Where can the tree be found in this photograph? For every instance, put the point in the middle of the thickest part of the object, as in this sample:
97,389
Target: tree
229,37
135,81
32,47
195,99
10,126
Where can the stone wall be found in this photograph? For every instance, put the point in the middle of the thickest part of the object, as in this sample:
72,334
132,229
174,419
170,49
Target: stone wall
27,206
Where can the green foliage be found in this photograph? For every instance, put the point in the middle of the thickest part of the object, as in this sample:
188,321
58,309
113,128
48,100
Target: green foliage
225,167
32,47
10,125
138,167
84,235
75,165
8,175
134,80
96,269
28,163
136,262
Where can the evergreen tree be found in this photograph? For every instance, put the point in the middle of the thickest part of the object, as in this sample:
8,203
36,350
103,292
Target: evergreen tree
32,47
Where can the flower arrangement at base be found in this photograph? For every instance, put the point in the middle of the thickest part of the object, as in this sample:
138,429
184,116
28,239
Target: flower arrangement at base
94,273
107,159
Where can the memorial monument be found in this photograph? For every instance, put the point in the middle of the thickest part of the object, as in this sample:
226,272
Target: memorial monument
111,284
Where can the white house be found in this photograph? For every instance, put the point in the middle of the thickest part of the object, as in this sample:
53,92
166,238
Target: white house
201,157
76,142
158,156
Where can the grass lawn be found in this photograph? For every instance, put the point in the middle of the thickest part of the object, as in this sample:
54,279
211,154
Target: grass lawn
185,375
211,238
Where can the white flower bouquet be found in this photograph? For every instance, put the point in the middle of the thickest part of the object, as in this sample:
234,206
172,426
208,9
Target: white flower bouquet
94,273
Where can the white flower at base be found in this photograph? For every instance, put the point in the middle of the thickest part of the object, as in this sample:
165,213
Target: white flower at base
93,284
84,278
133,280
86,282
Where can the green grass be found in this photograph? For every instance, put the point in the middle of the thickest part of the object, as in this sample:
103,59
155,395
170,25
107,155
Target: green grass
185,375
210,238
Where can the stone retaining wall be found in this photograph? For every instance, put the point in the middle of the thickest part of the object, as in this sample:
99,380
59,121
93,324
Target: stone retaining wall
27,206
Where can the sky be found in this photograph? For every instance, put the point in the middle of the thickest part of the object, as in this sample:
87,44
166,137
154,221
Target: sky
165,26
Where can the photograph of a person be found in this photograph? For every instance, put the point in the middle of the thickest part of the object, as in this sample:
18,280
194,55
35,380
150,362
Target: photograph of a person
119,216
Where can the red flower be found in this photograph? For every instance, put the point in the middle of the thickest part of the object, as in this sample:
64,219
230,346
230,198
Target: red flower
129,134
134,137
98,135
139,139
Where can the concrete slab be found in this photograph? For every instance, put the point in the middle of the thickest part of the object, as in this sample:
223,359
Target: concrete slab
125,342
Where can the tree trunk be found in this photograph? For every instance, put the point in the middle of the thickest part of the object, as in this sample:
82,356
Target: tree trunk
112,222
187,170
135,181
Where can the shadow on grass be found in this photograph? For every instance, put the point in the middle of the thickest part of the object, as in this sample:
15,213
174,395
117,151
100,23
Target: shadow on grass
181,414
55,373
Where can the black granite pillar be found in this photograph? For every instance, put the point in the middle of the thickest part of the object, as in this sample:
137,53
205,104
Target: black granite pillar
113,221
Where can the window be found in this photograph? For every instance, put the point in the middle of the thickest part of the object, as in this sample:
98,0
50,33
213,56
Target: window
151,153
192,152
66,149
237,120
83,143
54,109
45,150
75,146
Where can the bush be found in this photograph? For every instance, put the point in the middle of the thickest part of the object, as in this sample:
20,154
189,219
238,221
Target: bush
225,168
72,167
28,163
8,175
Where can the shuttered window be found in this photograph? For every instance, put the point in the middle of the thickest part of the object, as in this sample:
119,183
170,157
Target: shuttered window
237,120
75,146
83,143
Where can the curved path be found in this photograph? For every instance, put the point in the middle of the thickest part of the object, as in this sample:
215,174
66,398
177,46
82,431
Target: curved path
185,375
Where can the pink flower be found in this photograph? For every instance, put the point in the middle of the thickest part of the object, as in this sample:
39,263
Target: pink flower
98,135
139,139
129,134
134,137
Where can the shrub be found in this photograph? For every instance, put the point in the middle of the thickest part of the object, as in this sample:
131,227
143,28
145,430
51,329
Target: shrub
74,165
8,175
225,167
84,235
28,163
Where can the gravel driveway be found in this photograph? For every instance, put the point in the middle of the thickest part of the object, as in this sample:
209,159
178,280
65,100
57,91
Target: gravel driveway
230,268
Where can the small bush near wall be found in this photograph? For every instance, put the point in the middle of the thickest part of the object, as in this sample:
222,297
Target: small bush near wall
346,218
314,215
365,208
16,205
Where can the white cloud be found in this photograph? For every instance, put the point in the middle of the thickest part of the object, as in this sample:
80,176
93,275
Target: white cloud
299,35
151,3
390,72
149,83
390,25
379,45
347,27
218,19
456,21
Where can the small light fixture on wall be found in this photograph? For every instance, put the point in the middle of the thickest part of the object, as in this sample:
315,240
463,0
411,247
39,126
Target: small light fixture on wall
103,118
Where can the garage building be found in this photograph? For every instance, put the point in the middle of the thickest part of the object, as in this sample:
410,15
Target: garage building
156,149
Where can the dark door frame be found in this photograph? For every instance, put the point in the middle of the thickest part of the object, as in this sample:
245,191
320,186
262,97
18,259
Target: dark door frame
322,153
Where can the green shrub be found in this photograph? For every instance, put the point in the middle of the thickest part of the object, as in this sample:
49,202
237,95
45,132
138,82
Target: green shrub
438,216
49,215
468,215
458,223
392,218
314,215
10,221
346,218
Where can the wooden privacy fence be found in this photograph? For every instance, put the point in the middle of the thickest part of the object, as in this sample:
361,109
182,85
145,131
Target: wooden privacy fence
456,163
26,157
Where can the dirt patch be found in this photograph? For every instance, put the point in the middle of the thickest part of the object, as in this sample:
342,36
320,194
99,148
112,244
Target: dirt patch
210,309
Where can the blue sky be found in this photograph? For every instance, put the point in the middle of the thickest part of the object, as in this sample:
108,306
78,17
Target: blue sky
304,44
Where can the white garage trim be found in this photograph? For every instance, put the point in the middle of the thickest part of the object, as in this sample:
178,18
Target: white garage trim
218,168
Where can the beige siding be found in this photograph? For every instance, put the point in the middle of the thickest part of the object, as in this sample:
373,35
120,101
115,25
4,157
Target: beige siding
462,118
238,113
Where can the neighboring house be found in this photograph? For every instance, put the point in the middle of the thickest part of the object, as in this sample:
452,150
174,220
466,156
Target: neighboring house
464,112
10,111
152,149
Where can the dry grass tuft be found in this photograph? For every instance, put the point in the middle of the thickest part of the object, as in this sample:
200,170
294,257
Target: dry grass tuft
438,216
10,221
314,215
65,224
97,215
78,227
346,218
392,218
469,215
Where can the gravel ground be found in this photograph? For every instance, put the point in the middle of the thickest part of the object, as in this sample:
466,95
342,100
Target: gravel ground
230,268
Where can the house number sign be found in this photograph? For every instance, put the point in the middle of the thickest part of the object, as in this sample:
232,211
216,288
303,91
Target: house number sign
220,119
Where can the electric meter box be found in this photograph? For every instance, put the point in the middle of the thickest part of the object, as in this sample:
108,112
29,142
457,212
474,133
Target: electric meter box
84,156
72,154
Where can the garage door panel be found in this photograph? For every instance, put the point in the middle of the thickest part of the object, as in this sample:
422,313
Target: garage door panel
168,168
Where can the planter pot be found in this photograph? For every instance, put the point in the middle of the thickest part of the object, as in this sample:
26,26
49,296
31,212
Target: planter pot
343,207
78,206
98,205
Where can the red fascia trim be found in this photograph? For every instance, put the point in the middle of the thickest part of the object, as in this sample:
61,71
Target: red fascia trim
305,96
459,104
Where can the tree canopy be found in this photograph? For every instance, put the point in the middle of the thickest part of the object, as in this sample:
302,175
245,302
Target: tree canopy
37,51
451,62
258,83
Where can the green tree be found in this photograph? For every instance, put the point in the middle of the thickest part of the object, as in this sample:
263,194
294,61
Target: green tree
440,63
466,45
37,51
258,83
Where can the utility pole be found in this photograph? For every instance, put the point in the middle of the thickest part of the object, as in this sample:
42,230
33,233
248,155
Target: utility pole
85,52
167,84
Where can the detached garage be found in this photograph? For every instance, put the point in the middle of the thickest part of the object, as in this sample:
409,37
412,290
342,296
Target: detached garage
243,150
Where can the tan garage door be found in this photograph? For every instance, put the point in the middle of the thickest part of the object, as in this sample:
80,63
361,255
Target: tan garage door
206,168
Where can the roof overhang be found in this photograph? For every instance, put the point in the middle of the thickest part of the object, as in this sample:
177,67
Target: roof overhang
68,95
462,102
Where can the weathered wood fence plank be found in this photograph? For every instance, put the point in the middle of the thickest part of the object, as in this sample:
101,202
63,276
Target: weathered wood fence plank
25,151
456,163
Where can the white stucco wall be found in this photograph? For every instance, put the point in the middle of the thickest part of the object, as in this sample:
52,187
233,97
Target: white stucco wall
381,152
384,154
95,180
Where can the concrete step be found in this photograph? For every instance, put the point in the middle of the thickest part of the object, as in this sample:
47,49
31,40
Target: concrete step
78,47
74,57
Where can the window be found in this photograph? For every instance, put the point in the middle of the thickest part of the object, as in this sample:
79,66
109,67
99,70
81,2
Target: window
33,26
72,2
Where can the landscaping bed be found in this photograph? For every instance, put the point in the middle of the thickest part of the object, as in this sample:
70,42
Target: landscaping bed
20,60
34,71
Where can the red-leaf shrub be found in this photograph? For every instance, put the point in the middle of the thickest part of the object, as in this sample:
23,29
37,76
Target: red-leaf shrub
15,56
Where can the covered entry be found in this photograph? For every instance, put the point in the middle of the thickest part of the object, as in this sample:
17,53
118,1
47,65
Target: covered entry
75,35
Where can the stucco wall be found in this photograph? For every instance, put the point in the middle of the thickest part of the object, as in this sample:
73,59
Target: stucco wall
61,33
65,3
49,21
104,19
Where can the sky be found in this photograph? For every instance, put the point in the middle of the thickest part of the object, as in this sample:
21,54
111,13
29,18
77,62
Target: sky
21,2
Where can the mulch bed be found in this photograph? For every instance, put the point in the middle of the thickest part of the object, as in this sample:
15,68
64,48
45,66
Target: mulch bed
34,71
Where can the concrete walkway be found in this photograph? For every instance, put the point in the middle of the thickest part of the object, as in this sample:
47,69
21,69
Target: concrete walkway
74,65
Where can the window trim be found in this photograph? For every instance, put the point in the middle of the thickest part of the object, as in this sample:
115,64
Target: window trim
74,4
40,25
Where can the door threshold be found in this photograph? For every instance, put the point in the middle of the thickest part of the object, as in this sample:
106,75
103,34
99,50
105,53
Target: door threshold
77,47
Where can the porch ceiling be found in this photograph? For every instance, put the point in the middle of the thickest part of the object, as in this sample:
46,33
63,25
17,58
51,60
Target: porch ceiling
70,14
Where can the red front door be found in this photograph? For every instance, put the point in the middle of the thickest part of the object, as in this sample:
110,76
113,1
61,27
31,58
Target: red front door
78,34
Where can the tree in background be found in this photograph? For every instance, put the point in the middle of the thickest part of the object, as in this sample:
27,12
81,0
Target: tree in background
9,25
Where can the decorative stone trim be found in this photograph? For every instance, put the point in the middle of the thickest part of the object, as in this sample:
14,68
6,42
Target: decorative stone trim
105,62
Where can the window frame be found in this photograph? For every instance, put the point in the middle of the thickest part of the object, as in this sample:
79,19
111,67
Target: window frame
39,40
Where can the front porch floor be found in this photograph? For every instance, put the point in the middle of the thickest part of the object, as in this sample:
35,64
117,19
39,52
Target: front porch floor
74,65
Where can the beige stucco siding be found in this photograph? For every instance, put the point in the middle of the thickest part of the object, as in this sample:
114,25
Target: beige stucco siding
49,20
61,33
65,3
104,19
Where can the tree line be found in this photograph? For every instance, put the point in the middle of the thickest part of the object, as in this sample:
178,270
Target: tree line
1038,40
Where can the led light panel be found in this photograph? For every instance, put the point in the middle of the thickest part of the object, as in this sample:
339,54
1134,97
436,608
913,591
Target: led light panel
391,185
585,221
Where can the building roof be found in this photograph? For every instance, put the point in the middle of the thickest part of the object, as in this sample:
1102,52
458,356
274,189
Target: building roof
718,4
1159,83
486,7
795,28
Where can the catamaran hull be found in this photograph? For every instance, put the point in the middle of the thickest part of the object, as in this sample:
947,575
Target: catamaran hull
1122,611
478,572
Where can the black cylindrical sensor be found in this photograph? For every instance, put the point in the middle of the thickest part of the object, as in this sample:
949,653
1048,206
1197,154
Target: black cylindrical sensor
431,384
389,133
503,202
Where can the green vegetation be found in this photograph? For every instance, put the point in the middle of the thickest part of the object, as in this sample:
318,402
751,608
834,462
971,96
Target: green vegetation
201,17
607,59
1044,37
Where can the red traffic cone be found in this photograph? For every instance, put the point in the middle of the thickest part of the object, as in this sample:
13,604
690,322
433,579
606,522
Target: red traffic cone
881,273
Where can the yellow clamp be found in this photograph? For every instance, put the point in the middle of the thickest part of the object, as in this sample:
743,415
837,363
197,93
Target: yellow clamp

● Stated goal
Everything from the line containing "Where can the red traffic" through the final line of the listing, inclusive, must be reproduced exactly; leave out the rest.

● Exercise response
Where can the red traffic cone be found in this photograph? For every instance, put the point in the middle of the thickest part of the object, as in this sample:
13,604
690,322
433,579
606,522
Target: red traffic cone
881,273
Where can the yellow clamp be found in this photograph? For every instance, put the point in the middle of the thickest part of the object, as in this sample:
743,415
837,363
197,93
Target: yellow clamp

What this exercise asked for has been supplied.